▶ _Excerpt to read_

================

The Chelyabinsk Pipe Rolling Plant Group (CPPG). The CPPG brings together ferrous metallurgy enterprises and companies: the Chelyabinsk Pipe-Rolling Plant, the Pervouralsky New Pipe Plant, META Ltd., a company for collecting and processing metal scrap, the metal trading department of the CJSC Uraltrubostal and the oil servicing division represented by the company Rimera.

The Chelyabinsk Pipe Rolling Plant Group is one of the leading industrial companies in Russia's metallurgical industry. Its share in total shipments by Russian producers was 16.5% at the end of 2009. Its profit margin is $2 billion a year and it employs about 20,000 workers.

The Group's Director-General is Alexander Fyodorov.

Electric pipe welding facility Vysota 239 

Vysota 239 is the first "white metallurgy" facility in Russia. It is so called, first because 239 is the elevation of the geographical spot where the facility is being built, which is the elevation above sea level of the southern part of the Urals Ridge (the highest spot where such production of piping in Russia is located). Second, the CPPG is sure that the new facility with modern equipment and technology, a new attitude toward labour that meets international quality standards must have a sonorous individual name, in the event it is Vysota, the Russian word for "height."

================

Dataset entries
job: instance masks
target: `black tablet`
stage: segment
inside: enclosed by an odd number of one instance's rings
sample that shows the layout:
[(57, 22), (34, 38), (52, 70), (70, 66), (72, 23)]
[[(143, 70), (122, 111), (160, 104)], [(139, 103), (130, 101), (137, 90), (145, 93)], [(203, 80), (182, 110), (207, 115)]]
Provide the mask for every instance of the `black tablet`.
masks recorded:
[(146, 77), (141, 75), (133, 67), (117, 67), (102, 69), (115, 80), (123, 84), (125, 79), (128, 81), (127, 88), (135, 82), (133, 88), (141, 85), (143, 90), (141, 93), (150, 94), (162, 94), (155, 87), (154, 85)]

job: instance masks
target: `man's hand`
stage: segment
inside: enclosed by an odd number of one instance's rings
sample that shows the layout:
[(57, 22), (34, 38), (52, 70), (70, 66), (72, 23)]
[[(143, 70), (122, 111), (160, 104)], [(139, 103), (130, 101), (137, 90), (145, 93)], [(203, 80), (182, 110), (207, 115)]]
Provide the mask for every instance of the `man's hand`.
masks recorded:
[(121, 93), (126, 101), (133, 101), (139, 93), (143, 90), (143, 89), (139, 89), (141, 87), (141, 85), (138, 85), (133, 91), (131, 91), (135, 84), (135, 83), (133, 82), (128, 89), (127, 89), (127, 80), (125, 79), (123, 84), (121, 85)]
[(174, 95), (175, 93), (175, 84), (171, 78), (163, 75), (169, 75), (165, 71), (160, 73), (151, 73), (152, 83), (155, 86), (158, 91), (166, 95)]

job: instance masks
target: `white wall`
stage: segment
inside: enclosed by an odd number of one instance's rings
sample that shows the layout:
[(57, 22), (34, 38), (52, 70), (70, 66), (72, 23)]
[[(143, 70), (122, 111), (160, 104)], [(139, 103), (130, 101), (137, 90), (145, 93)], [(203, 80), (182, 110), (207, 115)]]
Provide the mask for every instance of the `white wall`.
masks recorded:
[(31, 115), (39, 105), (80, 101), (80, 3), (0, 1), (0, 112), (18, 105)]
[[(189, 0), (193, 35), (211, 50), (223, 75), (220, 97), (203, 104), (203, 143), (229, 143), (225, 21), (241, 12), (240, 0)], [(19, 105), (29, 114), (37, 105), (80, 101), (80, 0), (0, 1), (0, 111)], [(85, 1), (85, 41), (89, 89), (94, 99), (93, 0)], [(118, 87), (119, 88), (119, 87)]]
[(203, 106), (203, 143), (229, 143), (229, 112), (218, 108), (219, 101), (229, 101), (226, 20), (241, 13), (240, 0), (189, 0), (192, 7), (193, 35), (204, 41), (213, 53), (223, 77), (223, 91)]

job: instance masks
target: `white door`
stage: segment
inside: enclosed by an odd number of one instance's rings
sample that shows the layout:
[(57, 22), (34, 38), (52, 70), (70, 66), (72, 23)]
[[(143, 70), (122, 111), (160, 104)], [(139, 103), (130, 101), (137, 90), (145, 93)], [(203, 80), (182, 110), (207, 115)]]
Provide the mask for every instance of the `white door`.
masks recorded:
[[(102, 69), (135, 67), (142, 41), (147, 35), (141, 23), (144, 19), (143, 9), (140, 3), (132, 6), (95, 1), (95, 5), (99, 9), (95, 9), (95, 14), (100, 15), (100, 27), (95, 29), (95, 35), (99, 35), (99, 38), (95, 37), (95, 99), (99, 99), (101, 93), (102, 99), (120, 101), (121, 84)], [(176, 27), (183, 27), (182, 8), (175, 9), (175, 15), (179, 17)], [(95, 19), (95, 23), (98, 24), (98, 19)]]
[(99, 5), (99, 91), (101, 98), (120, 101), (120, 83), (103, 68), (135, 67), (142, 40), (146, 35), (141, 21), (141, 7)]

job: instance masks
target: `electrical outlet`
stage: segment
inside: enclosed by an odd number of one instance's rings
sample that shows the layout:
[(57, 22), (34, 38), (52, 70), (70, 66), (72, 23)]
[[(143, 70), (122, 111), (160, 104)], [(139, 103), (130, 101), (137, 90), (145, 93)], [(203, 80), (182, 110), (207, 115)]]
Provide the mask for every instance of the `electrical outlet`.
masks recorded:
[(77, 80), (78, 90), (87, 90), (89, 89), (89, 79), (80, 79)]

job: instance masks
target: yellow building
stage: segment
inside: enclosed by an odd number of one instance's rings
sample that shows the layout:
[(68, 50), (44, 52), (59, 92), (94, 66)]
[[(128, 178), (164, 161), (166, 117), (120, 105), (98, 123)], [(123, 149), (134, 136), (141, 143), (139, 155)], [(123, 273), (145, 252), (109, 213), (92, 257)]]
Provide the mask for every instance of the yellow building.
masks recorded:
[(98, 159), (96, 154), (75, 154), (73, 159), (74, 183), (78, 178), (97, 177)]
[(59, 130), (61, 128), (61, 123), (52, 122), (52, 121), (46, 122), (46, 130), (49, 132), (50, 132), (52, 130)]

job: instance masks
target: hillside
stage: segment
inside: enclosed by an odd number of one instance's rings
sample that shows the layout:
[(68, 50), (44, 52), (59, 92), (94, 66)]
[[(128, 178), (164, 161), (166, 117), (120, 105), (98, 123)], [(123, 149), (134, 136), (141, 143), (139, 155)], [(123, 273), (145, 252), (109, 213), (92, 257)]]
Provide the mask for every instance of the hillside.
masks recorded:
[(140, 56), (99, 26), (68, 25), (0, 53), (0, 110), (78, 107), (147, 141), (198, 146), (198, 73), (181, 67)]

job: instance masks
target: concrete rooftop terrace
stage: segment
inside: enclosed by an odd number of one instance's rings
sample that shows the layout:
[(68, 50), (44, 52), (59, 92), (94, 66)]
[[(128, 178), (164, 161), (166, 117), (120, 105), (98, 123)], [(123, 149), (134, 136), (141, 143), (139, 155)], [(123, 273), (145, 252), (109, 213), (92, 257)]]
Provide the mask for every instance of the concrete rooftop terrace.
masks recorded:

================

▶ _Work to be completed_
Reproduce the text about the Chelyabinsk Pipe Rolling Plant Group from "The Chelyabinsk Pipe Rolling Plant Group (CPPG)." to "the company Rimera.", word for word.

▶ _Solution below_
The Chelyabinsk Pipe Rolling Plant Group (CPPG). The CPPG brings together ferrous metallurgy enterprises and companies: the Chelyabinsk Pipe-Rolling Plant, the Pervouralsky New Pipe Plant, META Ltd., a company for collecting and processing metal scrap, the metal trading department of the CJSC Uraltrubostal and the oil servicing division represented by the company Rimera.